(TASK DIRECTIONS): Output these records as a two-column CSV with the headers "instruction" and "response", one row per record holding its text and its answer, each in a single quoted field with line breaks replaced by spaces. Leave the pictures out.

(Data lines):
########################################
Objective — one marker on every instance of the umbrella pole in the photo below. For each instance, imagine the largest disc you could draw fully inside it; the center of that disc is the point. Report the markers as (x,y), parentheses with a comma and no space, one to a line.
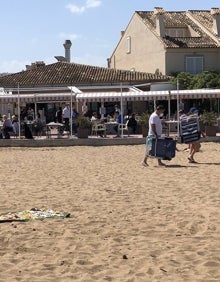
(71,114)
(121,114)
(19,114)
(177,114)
########################################
(RESULT OF THE TASK):
instruction,response
"Objective — one marker on every instance of the umbrella pole in the photo below. For each instance, imagine the largest disc you could draw fully inside it; the center of that disc is the point. Report the markers as (x,y), parentheses with a comma and no space, one to a line.","(71,114) (121,114) (19,114) (177,114)"